**DATASET ROWS:**

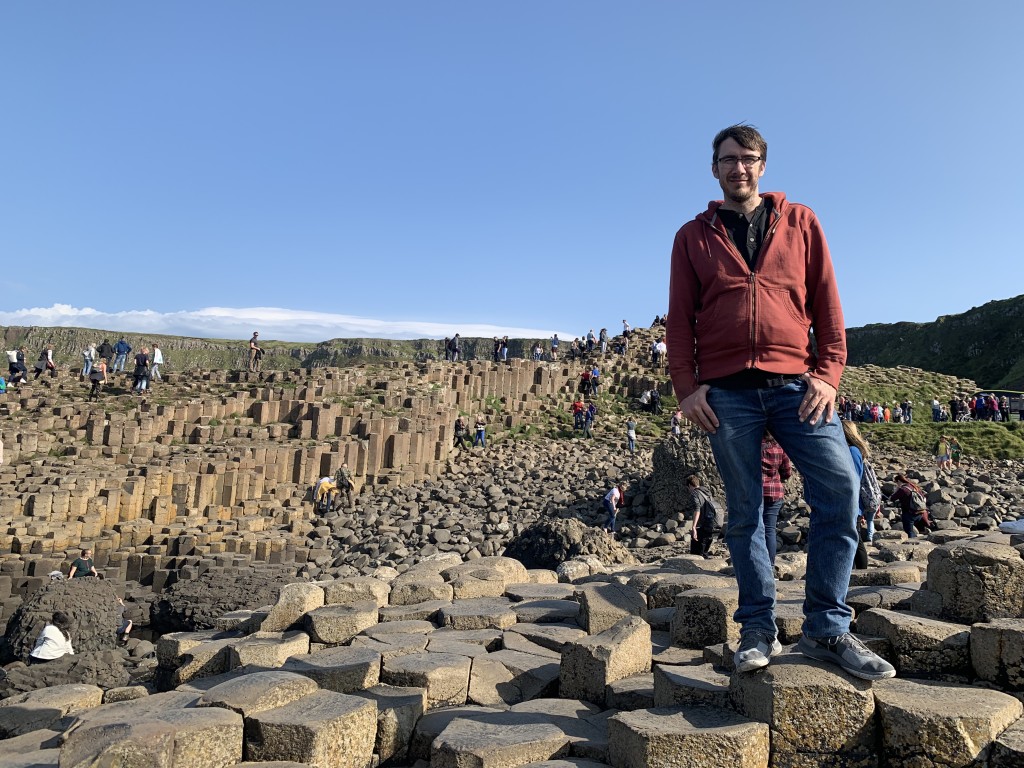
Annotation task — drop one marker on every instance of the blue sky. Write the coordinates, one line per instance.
(326, 169)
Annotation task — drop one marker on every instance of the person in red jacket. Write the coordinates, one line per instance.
(751, 278)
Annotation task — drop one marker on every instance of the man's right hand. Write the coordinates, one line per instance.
(695, 409)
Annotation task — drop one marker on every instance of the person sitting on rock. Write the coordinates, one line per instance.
(83, 566)
(53, 641)
(707, 518)
(324, 493)
(125, 628)
(579, 409)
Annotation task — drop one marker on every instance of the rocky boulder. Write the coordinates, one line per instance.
(548, 543)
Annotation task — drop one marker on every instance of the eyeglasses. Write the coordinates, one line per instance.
(729, 161)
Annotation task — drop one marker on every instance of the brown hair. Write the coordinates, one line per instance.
(745, 135)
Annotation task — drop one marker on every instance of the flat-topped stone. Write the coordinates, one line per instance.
(704, 616)
(36, 710)
(695, 737)
(324, 729)
(921, 646)
(929, 723)
(697, 685)
(997, 652)
(478, 613)
(253, 693)
(342, 669)
(398, 709)
(206, 737)
(266, 649)
(589, 665)
(509, 743)
(354, 590)
(444, 676)
(339, 623)
(978, 581)
(794, 691)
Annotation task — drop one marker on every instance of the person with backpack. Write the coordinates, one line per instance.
(708, 518)
(913, 508)
(775, 470)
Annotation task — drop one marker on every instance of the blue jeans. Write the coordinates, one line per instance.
(770, 516)
(830, 487)
(609, 507)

**DIRECTION:** Rewrite the listing from the line that contains "stone. Write the coordinates, one line per instance." through the end of the listing, keeping the requests as they are. In every coordinate pair, add -96 to each number.

**SOLUTION TO THE EXERCISE:**
Annotation task — drop one marker on every instance of the flat-topped stone. Write the coordinates, one line per instance.
(608, 520)
(-60, 614)
(599, 641)
(228, 633)
(825, 550)
(833, 627)
(601, 589)
(901, 556)
(382, 517)
(157, 597)
(246, 573)
(302, 613)
(110, 641)
(170, 553)
(493, 569)
(413, 647)
(258, 494)
(348, 580)
(243, 527)
(882, 485)
(698, 595)
Annotation task — drop one marker on every instance of the person with backpack. Write the coordinates, one line per instance.
(612, 422)
(817, 412)
(679, 374)
Annotation task — drop one marker on every instance of the blue jeans. Write the coordinates, one line per instance.
(674, 420)
(734, 391)
(513, 411)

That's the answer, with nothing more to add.